INSTRUCTIONS TO FOLLOW
Would you please give the entries again word for word, with no images in your copy?

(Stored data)
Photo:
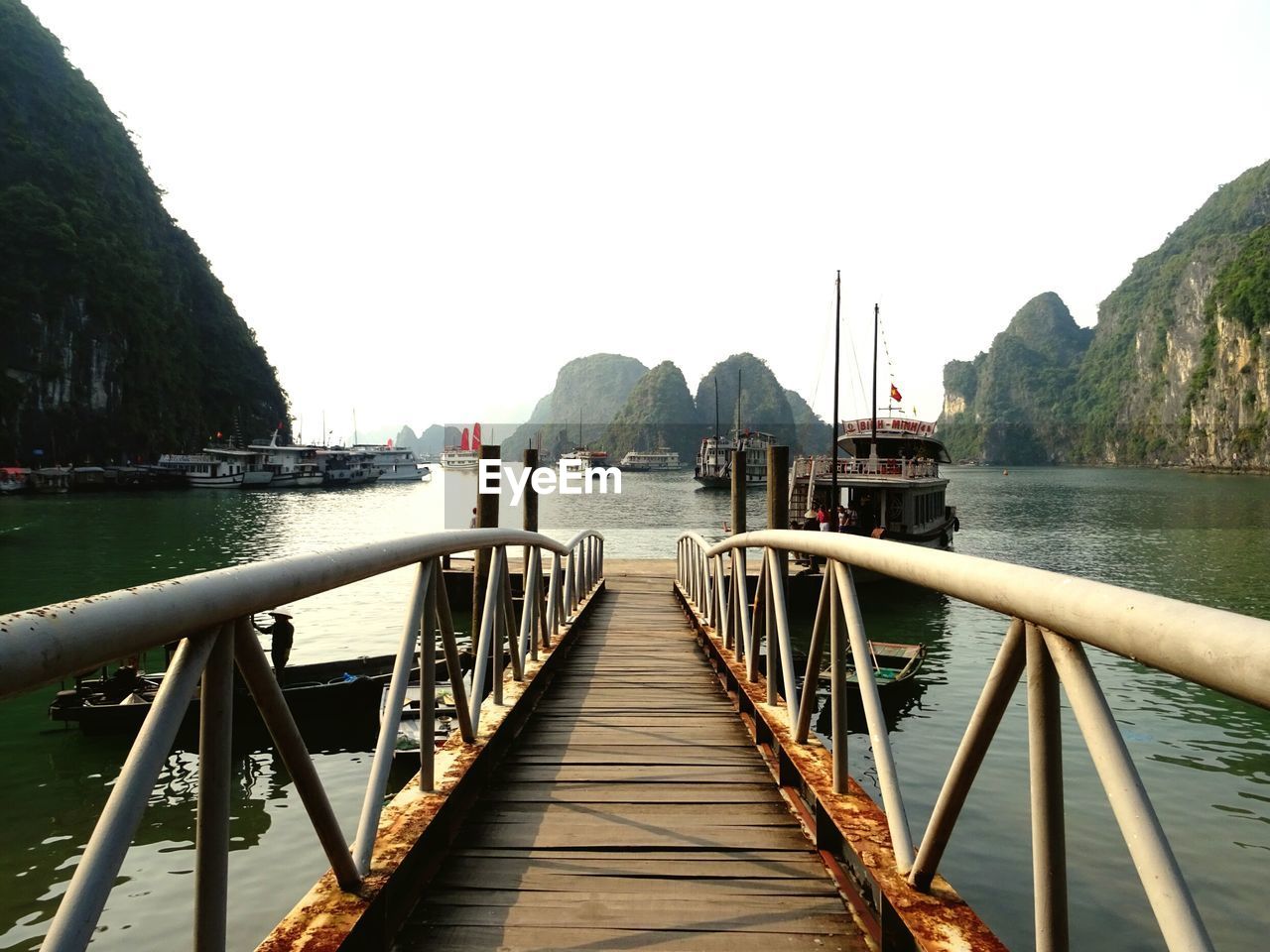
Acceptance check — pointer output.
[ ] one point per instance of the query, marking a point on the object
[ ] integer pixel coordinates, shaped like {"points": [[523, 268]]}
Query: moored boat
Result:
{"points": [[395, 463], [203, 470], [715, 458], [290, 467], [14, 479], [661, 460], [889, 486], [465, 456], [51, 479]]}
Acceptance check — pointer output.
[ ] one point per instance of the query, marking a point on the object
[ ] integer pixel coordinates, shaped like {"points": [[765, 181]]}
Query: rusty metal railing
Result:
{"points": [[1052, 617], [209, 615]]}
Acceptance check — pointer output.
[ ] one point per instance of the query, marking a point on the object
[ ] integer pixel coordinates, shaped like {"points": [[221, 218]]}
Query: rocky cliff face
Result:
{"points": [[588, 393], [116, 339], [658, 413], [1175, 372]]}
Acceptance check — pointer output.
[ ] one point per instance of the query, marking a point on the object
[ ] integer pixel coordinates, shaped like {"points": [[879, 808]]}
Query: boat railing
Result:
{"points": [[1052, 617], [865, 466], [211, 616]]}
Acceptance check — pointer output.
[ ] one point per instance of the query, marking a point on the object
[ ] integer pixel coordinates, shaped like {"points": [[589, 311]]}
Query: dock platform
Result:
{"points": [[634, 812]]}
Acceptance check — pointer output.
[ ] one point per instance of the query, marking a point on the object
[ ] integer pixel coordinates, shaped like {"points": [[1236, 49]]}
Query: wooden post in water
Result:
{"points": [[779, 499], [530, 500], [486, 518]]}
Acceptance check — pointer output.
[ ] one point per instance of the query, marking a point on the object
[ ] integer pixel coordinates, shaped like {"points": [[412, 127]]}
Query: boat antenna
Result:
{"points": [[833, 420], [873, 440], [716, 417]]}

ANSWER TO THE PROBLEM
Photo:
Acceptance check — pointer output.
[ ] one point per instance of the query, marking a point on the object
[ ] integer pixel coordinates, shaped like {"points": [[523, 268]]}
Query: moored boat
Result:
{"points": [[395, 463], [203, 470], [715, 458], [290, 467], [14, 479], [661, 460], [889, 486], [465, 456], [51, 479]]}
Acceptance check — pointer output.
[ ] one point per instance of the query, marking a point on the object
[ ] integer pixel coordinates, shaped like {"points": [[765, 181]]}
Query: rusty metal railing
Result:
{"points": [[1052, 617], [209, 615]]}
Acceptance check — pointer output.
[ ] one point per instance of the query, marking a point on the object
[ ] integer pixel coordinates, shaped like {"points": [[221, 218]]}
Query: rocky cliff face
Result:
{"points": [[588, 393], [116, 339], [658, 413], [1175, 372]]}
Acceptance check — pointer output.
[ ] one point per instance of the query, marking a point on the object
[ ] integer pixel coordinates, shaped like {"points": [[879, 808]]}
Query: boat railing
Result:
{"points": [[1052, 617], [865, 466], [211, 616]]}
Acceptance check — pointer output.
[ ] one point per instance of the query, marking a point on the object
[ ] integer pixel coordinates, shaped like {"points": [[589, 311]]}
Query: dock platform
Result:
{"points": [[634, 812]]}
Acceptance check — pointer output.
[ ] one point per instance of the query, marking a point on the object
[ ] integer pixel coordinates, shaped like {"points": [[1236, 49]]}
Query: wooden post in water
Result:
{"points": [[779, 499], [530, 500], [486, 518]]}
Acceptance check — pointer output.
[ ] one point per instance of the query, marking a point on the object
[ ] integer pixel coordinates, shaped like {"points": [[412, 127]]}
Query: boat antenna
Result:
{"points": [[833, 420], [873, 440], [716, 417]]}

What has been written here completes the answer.